• What the exercise asks
Nothing in the listing below should be skipped, so transcribe it all exactly.

• • • • •

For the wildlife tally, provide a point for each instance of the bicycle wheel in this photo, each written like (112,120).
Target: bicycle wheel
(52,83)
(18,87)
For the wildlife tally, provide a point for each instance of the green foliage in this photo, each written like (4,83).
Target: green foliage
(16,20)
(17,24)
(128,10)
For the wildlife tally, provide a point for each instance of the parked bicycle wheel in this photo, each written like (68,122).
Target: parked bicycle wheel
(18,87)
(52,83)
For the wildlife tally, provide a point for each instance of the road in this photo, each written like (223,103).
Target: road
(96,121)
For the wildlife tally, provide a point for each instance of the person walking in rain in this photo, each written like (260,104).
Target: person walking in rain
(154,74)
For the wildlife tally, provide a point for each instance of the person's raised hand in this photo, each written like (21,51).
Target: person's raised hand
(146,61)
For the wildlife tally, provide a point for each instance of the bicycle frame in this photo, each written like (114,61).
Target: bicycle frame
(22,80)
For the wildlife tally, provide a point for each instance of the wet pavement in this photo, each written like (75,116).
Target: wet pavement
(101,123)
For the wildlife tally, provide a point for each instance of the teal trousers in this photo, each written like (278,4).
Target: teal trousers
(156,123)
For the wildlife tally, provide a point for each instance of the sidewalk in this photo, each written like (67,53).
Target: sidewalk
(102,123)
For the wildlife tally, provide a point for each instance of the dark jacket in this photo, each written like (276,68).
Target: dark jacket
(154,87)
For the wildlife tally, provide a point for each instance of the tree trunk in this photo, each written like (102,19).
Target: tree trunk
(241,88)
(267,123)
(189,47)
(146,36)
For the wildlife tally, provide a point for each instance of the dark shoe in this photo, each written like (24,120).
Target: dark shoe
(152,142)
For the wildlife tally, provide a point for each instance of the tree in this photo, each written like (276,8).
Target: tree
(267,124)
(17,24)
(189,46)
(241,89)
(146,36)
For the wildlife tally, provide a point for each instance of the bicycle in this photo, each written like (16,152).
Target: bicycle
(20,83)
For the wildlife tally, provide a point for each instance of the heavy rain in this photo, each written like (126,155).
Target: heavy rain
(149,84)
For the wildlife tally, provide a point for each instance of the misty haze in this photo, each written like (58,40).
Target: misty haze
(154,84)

• • • • •

• Solved problem
For the wildlife tally, provide a point for each instance of the bicycle wheel in this photo, each written like (112,120).
Target: bicycle wheel
(52,83)
(18,87)
For the wildlife tally, provide a point for each instance of the green foliage in this photo, each written like (4,83).
Target: green foliage
(16,20)
(17,24)
(128,10)
For the wildlife tally, provide a point for each instance of the parked bicycle wheel in this photo, each written like (68,122).
Target: parked bicycle wheel
(18,87)
(52,83)
For the wildlife tally, provide a point for each instance of the road in this photo, each written like (223,103).
Target: road
(96,121)
For the wildlife tally, provide a point for each instance of the person walking in rain in this photo, each written like (260,104).
Target: person walking in rain
(154,74)
For the wildlife tally, provide a point for each instance of the person's raised hand in this photo, each written like (21,51).
Target: person's raised hand
(146,61)
For the wildlife tally, provide a point for each instance of the bicycle frame in this photo, each written like (114,61).
Target: bicycle frame
(22,80)
For the wildlife tally, provide a point for each instance of the wet pavement in this photo, each written like (75,116).
Target: wet pavement
(101,123)
For the wildlife tally, provide a point for each instance of the teal trousers in this photo, each written like (278,4).
Target: teal trousers
(156,123)
For the wildlife tally, provide a point for each instance of the sidewalk in this photo, each written like (67,53).
Target: sidewalk
(102,123)
For the wildlife tally, provide a point for each instance of the dark jacket in this photo, each written like (276,68).
Target: dark jacket
(154,87)
For the wildlife tally, provide a point for each instance of the tree trunk in this photo, each written like (102,19).
Target: tree trunk
(241,88)
(267,123)
(189,47)
(146,36)
For the wildlife tally, provide a point for each instance of the dark shoe in this photo, each written like (24,120).
Target: dark shoe
(152,142)
For the wildlife tally, provide a point for each instance of the tree in this photo, each written like (276,8).
Target: tree
(267,124)
(17,24)
(189,46)
(241,89)
(146,36)
For the wildlife tally, provide a point for each instance of the bicycle in this photo, each written like (16,152).
Target: bicycle
(20,83)
For the wildlife tally, provide a point for each instance of the heavy rain in this photo, each written like (126,155).
Target: heavy rain
(149,84)
For the wildlife tally, provide a point for each instance of the misty haze in this photo, each written like (58,40).
Target: misty haze
(154,84)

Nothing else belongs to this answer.